NOTE 4 — Secured Subordinated Convertible Notes Payable

 

On August 31, 2020, the Company completed a secured subordinated convertible note financing of $1,530,000. The funds raised are used to increase the Company’s working capital balances. The notes had a three-year term that accrues interest at 10% per annum and matured on August 30, 2023. The interest on the notes is payable quarterly in cash. The holder of each note may require the Company to repay the principal amount of the note plus accrued interest at any time after August 31, 2021. The principal amount of each note is convertible at any time, at the option of the holder, into shares of the Company’s common stock at a conversion price of $1.46 per share, which was the market closing price of the common stock on Friday, August 28, 2020, the closing date of the financing. The notes did not contain a beneficial conversion feature because the conversion price is higher than the market closing price on the date of the notes payable. The notes are secured by the assets of the Company and are subordinated to amounts outstanding under the Company’s working capital bank line of credit with Western Alliance Bank. In February 2021, two noteholders elected to convert the note principal of $130,000 into shares of the Company’s common stock, reducing the outstanding notes balance to $1,400,000 as of December 31, 2024. The Company filed and caused it to be declared effective pursuant to the Securities Act of 1933, as amended, in November 2020, a Registration Statement to provide for resales of the shares of Common Stock issuable upon conversion of the Notes.

 

On November 16, 2022, the Company and the requisite noteholders executed a Secured Subordinated Convertible Note Extension Agreement, extending the maturity date from August 30, 2023, to August 30, 2024, with all other terms remaining unchanged. On May 1, 2024, the Company and the requisite noteholders extended the maturity date again, from August 30, 2024, to August 30, 2025, under the same terms. Due to the noteholders’ ability to call the notes, the notes are presented as current liabilities.

 

On May 26, 2023, the Company completed a secured subordinated convertible note financing $1,600,000. The proceeds from the Financing are used to increase the Company’s working capital balances. The secured subordinated convertible notes have a three-year term and will mature on May 26, 2026. The interest rate on the Notes is 10% per year, payable quarterly in cash. The holder of each Note may require the Company to repay the principal amount of the Note plus accrued interest at any time after May 26, 2024. The Notes are secured by the assets of the Company and are subordinated to the Company’s debts with Western Alliance Bank, its senior lender. The principal amount of each Note is convertible at any time, at the option of the holder, into shares of the Company’s common stock at a conversion price of $1.34 per share. Failure to pay the principal payment or any interest payment (with 5 days delinquency) when due are events of default under the Notes. The Company filed and caused it to be declared effective pursuant to the Securities Act of 1933, as amended, in June 2023 a Registration Statement to provide for resales of the shares of Common Stock issuable upon conversion of the Notes.

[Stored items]
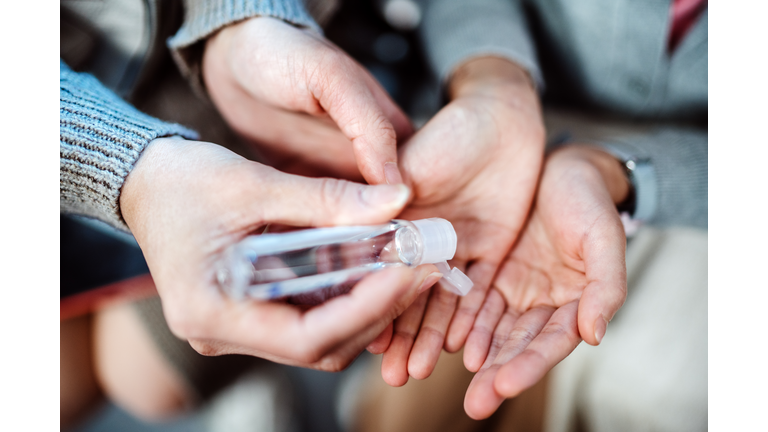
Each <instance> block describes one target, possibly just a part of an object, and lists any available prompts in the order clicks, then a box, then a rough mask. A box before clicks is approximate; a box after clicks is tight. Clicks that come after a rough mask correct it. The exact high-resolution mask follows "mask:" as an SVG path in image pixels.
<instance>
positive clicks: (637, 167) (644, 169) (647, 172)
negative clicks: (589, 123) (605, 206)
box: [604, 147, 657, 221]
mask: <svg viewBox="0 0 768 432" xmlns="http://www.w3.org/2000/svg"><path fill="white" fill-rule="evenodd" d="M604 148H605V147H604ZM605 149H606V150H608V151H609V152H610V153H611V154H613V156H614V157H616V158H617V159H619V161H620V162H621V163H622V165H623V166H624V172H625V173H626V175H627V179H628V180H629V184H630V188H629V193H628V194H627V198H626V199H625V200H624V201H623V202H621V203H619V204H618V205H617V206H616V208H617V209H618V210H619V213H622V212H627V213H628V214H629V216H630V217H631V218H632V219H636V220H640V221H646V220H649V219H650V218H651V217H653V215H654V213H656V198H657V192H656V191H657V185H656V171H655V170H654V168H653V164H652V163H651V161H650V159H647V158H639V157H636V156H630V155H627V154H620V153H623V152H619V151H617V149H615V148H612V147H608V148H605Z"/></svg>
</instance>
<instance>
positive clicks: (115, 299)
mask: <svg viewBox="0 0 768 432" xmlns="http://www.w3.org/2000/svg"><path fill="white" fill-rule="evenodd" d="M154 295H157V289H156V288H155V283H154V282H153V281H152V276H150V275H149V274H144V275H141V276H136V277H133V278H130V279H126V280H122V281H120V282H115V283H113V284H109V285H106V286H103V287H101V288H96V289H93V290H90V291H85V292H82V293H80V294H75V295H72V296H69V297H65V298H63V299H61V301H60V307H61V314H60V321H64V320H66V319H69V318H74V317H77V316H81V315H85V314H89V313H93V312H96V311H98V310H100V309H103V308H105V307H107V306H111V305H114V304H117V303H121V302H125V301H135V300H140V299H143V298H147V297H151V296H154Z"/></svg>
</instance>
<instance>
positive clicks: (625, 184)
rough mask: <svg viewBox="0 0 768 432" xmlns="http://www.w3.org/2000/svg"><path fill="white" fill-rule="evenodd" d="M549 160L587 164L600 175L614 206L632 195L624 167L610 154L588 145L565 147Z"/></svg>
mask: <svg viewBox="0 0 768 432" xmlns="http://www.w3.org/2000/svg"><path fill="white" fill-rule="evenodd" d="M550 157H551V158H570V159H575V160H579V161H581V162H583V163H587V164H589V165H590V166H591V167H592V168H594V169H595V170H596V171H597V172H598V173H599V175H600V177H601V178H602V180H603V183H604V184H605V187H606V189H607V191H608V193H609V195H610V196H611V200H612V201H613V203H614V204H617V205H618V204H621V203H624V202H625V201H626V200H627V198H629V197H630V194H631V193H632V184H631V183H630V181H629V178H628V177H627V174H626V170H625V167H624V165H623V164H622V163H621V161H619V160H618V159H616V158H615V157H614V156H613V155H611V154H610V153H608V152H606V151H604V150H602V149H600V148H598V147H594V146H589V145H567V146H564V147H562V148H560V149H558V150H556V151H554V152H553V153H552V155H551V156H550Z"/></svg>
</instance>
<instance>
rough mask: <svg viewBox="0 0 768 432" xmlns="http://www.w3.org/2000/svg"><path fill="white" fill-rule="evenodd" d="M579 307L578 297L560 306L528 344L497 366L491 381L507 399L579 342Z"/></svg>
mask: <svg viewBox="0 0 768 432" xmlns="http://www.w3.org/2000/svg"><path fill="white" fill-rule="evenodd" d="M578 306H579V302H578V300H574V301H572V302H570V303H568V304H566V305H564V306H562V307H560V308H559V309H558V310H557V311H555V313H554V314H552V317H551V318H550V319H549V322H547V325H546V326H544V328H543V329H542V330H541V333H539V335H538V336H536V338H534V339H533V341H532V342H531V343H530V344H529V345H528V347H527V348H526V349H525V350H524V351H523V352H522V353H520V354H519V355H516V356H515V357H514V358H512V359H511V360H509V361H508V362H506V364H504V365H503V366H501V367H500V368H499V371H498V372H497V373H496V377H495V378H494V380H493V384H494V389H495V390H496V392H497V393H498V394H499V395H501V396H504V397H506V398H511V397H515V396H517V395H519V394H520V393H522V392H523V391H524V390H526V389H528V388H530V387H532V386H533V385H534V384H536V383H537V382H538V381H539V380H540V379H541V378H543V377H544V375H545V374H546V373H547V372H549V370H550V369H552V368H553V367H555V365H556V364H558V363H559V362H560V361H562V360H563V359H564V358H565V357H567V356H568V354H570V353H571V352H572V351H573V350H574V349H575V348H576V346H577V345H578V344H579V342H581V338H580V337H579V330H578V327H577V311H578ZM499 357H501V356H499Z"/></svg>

# COMPLETE THE FOLLOWING
a) In the convertible notes disclosure, what is the conversion price per share for the notes from the May 26, 2023 financing?
b) Copy the convertible notes disclosure word for word from "On November 16, 2022, the" to "as current liabilities.".

# SOLUTIONS TO THE TASKS
a) $1.34 per share.

b)
On November 16, 2022, the Company and the requisite noteholders executed a Secured Subordinated Convertible Note Extension Agreement, extending the maturity date from August 30, 2023, to August 30, 2024, with all other terms remaining unchanged. On May 1, 2024, the Company and the requisite noteholders extended the maturity date again, from August 30, 2024, to August 30, 2025, under the same terms. Due to the noteholders’ ability to call the notes, the notes are presented as current liabilities.